■ **WORK REQUIRED**
In the forum thread on autoencoders below, what does the p in the BatchSwapNoise parameters stand for?

To implement BatchSwapNoise into said generated model, would I need to do a model.layers.add_module()? Also what is the p in the parameters?

Thanks!

Even · March 18, 2019, 3:10am

It should be your first layer, so you can’t add it to the existing model in that way, you need to put it at the start.

The p is same as for dropout; probability of a swap [0…1]

muellerzr · March 18, 2019, 6:02pm

@Even What would a proper loss function be? I believe I have everything set up how it needs to be, but when I run my model it says accuracy() missing 1 required positional argument: 'targs'

I have tried setting it up as learn = Learner(data, model) and learn = Learner(data, model, accuracy)
Do I need a custom loss function?

Thanks!

Seb · March 18, 2019, 6:17pm

Were any of you able to replicate the Porto Seguro results? I tried months ago but failed… I also tried to look up successful replications and didn’t find any.

Maybe it’s time for me to dig up my implementation.

Even · March 18, 2019, 10:26pm

It’s typically trained on MSE, although I’ve played around with that a bit as well.

You can’t use accuracy because there are multiple categorical and continuous variables.

Even · March 18, 2019, 10:27pm

I was able to get it working, yeah. It’s pretty tricky for sure.

muellerzr · March 18, 2019, 10:37pm

Gotcha. What if I were to have them all continuous values? Also I receive TypeError: mean_squared_error() missing 1 required positional argument: 'targ'

Even · March 19, 2019, 3:12am

Accuracy doesn’t make sense in a continuous context. Not sure about the type error. I’d try on the fastai users forum if you can’t figure it out from googling and trying your own debugging.

kachun1017 · March 25, 2019, 6:40pm

hi, I have created a denoised autoencoder replicating the porto seguro’s safe driver prediction solution on kaggle.

Here is the kernel.
I will modify it for more.

mindtrinket · April 12, 2019, 1:26pm

Hey @kachun1017 can you change the link to remove the edit? It prevents those without access to your account from getting there!

kachun1017 · April 12, 2019, 5:27pm

just done it. Thanks!

abhikjha · August 9, 2019, 6:41am

Hi Zach, did you figure out finally how to use Fastai Tabular with the methods of Autoencoder? I would be very interested to see some notebooks on this.

muellerzr · August 12, 2019, 5:47pm

Hey @abhikjha, I tried adding a DAE, and I did see some better results but they were negligible.

abhikjha · August 13, 2019, 10:51am

Thanks Zach. If you don’t mind, can you share the notebook wherein you implemented DAE. I could build a simple autoencoder in plain pytorch (i.e. without using Fastai) for a binary classification problem but I really want to take the advantage of Fastai’s modules such as fit_one_cycle etc…

Moreover, I am trying to build an autoencoder to solve multi-class classification problem in tabular data. I can’t seem to find any reference for implementing this. Have you come across any such implementation.

muellerzr · August 13, 2019, 11:14am

I’m afraid I cannot, as I’m using it in research right now. As a hint though essentially I had to change tabular_learners source code to generate this model, and then took inspiration from the porto model.

For the second problem, I have not but I also haven’t done extensive research into multi-class in general. Apologies!

ytian · September 25, 2019, 2:28pm

I recently used fastai V1 and autoencoder to analyze high-dimensional biological data that are in a tabular format:

takotab · October 2, 2019, 7:29am

does anyone no if there are results using this approach with variational autoencoders?

■ **DATA EXCERPTS**
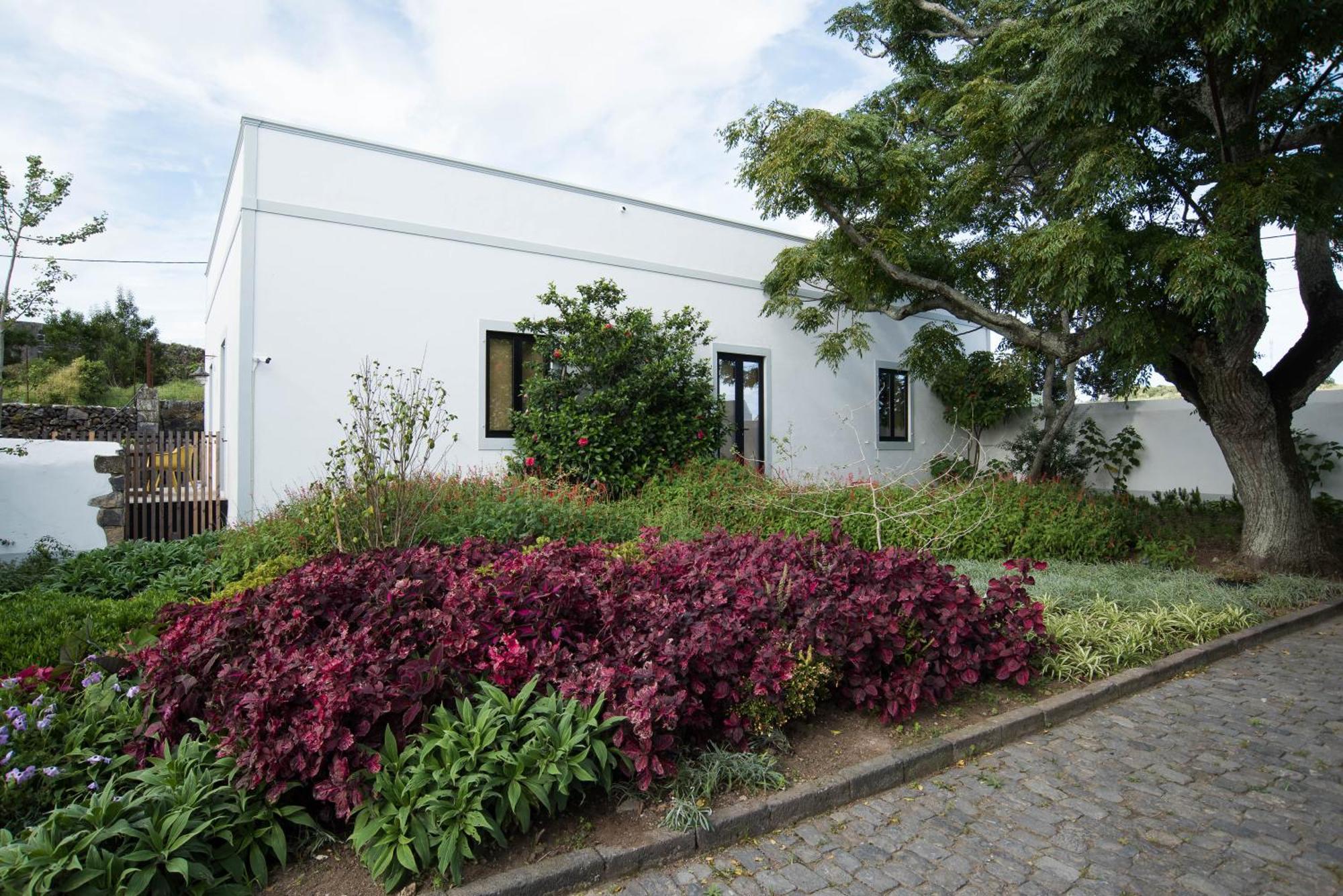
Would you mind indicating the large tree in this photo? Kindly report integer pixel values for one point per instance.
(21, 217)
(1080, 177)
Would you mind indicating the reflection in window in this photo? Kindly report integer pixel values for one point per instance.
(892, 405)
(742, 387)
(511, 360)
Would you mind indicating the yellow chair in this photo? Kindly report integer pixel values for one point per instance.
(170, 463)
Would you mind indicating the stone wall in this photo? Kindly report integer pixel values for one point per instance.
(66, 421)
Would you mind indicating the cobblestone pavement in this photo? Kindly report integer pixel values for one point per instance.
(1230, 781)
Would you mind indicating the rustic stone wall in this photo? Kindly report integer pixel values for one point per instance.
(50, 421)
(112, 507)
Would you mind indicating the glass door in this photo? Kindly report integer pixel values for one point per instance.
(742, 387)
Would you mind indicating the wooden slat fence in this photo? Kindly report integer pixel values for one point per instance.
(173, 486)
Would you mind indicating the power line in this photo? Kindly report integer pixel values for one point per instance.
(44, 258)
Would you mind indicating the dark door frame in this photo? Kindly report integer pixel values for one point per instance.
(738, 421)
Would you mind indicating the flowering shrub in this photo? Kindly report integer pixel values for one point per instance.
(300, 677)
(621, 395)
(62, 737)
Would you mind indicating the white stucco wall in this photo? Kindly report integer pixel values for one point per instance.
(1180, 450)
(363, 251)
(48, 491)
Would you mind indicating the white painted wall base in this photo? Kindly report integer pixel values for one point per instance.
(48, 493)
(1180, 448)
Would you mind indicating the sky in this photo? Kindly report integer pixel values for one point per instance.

■ **EXERCISE ANSWER**
It is the probability of a swap, from 0 to 1, the same as p for dropout.